### SET EXERCISE
In the data below, write out again the stretch from the line containing "Please answer: is there any dirt" through the line containing "[56,75,90,116]", substituting "spotted deer" for "sambar deer" and leaving everything else in those lines untouched.

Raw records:
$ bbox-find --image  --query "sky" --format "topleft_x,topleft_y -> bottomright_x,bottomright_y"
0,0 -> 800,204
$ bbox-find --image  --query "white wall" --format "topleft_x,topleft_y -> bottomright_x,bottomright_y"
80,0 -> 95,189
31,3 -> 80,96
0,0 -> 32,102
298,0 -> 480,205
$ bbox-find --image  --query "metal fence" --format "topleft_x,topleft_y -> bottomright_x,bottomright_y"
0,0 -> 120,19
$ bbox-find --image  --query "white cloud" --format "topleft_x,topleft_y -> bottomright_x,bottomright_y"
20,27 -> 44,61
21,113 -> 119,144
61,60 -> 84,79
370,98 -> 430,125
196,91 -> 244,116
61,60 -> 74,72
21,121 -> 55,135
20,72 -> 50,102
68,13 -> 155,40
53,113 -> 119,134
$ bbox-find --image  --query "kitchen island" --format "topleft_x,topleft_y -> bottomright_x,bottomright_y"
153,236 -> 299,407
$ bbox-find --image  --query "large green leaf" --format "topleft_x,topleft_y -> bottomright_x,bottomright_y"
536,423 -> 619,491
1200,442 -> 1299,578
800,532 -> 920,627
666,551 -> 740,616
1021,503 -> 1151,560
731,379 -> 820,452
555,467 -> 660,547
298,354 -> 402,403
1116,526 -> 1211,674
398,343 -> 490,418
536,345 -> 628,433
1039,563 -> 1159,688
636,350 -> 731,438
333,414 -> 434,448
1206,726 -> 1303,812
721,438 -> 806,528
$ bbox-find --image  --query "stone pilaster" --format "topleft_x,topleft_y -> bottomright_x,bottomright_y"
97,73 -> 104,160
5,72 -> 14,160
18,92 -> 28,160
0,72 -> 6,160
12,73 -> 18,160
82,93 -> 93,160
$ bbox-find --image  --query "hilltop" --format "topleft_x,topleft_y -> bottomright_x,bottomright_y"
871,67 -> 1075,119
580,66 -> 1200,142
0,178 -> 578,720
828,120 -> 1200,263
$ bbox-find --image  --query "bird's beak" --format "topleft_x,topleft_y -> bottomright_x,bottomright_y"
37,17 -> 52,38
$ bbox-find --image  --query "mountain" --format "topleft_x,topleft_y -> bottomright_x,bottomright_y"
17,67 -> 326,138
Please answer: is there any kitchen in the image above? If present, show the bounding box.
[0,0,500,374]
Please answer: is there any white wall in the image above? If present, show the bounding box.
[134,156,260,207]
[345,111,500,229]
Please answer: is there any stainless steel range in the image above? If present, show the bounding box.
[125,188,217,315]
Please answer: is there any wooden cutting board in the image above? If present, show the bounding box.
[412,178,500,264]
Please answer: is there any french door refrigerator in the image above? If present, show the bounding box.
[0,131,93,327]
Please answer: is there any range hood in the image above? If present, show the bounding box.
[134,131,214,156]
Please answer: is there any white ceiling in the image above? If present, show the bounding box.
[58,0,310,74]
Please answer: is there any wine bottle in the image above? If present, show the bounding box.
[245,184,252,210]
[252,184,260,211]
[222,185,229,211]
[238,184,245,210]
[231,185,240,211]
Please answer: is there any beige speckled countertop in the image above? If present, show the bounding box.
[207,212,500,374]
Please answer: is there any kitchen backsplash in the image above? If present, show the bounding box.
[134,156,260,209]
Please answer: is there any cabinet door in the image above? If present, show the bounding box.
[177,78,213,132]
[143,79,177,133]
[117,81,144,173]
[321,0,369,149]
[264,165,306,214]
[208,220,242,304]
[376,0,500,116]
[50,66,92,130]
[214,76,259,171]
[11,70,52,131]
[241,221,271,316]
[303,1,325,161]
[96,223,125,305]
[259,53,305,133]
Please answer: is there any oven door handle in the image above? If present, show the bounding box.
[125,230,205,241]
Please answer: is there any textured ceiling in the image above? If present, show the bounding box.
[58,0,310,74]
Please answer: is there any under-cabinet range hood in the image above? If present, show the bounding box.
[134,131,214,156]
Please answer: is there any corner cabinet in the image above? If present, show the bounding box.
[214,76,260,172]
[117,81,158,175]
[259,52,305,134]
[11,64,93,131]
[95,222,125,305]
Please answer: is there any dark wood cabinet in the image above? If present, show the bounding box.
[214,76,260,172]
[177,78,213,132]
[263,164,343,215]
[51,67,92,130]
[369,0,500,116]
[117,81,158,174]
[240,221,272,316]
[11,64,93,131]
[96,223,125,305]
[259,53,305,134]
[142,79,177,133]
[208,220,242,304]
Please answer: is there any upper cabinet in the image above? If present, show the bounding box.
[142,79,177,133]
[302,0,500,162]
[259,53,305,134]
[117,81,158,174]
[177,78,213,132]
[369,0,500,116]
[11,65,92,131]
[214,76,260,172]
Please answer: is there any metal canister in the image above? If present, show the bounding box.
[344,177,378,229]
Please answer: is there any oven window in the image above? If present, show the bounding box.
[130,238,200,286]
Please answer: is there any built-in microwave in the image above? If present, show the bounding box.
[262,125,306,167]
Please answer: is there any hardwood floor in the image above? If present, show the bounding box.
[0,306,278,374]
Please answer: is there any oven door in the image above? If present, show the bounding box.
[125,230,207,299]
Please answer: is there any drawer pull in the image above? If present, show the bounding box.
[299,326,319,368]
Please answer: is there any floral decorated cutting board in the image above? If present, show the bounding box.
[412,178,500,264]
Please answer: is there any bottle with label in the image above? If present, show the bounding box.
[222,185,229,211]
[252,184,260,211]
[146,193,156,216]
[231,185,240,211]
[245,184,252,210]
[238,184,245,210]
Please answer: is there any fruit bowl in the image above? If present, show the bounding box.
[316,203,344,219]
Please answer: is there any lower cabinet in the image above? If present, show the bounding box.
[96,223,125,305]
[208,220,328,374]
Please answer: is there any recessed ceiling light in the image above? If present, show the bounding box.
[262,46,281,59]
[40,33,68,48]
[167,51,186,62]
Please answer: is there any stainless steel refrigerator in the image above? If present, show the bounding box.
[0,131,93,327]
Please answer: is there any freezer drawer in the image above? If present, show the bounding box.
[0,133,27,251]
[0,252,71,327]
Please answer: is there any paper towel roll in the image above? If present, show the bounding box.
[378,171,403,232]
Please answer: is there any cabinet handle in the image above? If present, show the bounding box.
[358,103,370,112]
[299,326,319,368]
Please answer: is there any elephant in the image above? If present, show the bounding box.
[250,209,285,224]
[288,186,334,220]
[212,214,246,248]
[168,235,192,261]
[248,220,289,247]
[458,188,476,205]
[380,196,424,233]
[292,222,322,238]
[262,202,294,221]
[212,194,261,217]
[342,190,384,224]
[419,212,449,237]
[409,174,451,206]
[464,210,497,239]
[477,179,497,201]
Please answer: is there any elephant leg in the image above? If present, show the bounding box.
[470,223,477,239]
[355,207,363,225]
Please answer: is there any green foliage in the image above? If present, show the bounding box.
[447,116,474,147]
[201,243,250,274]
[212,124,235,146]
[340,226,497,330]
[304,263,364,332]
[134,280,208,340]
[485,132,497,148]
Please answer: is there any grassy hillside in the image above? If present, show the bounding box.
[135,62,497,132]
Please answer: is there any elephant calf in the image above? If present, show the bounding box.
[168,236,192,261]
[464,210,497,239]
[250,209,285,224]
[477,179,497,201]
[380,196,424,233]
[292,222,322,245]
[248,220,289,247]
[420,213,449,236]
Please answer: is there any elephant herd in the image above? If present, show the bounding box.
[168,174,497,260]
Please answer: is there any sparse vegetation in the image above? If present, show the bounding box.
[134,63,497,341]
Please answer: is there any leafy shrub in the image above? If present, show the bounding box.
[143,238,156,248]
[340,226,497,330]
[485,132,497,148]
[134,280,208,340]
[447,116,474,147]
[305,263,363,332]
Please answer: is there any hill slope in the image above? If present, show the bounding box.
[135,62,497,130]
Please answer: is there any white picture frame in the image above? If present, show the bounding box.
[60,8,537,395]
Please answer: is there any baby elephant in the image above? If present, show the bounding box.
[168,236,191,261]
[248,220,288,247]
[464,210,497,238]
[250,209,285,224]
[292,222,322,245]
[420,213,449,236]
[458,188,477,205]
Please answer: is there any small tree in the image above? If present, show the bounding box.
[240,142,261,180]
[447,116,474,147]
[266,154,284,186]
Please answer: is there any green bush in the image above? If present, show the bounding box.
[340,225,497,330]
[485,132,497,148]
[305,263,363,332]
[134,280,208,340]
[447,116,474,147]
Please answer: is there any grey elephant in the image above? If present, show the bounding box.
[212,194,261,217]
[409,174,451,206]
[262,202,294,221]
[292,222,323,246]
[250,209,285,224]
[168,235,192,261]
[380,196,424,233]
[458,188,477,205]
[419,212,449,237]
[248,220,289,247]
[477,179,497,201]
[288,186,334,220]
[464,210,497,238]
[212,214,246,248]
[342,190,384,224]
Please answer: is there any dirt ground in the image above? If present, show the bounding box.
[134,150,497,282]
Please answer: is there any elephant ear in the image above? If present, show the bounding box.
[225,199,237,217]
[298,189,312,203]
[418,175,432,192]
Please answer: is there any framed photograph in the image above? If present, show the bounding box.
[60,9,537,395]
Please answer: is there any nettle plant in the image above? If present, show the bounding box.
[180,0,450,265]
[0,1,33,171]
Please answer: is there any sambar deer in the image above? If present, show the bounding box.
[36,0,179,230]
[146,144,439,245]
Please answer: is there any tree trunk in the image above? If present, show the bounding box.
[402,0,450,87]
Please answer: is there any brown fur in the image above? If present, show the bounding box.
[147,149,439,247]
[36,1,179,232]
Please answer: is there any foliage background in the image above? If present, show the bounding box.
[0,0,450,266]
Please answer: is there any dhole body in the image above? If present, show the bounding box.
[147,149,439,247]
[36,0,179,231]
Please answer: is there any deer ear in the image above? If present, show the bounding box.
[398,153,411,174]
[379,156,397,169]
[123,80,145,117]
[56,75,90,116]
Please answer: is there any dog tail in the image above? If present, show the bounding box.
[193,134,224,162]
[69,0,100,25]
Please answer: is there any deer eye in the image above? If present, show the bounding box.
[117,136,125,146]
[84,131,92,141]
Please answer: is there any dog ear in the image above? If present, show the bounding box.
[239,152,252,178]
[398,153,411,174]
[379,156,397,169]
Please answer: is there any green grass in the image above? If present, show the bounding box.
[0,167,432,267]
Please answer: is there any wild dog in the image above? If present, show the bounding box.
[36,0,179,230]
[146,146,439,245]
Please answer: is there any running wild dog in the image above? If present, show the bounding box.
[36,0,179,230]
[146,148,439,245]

### ANSWER FOR THE TASK
Please answer: is there any dirt ground in the image above? If present, show the bounding box.
[134,150,497,282]
Please answer: is there any elephant ear in the image above? If present, show the bounding box.
[225,199,237,217]
[298,189,312,203]
[418,175,432,192]
Please answer: is there any framed photograph in the image above? If present, show the bounding box.
[60,9,537,395]
Please answer: is there any nettle plant in the image above? If present, show the bounding box.
[180,0,450,265]
[0,1,33,171]
Please answer: is there any spotted deer in the image above? If present, show the bounding box.
[36,0,179,230]
[146,144,439,245]
Please answer: is there any tree trunk in the image above? If present, show the bounding box.
[402,0,450,87]
Please answer: is there any brown fur in the image above? If present, show the bounding box.
[147,149,439,247]
[36,1,179,232]
Please answer: is there any foliage background in the image above? If present, show the bounding box.
[0,0,450,266]
Please answer: is there any dhole body in the image above? If present, show the bounding box.
[147,149,439,247]
[36,0,179,231]
Please answer: is there any deer ear in the image above? If present, show the bounding box.
[398,153,411,174]
[379,156,397,169]
[123,80,145,117]
[56,75,90,116]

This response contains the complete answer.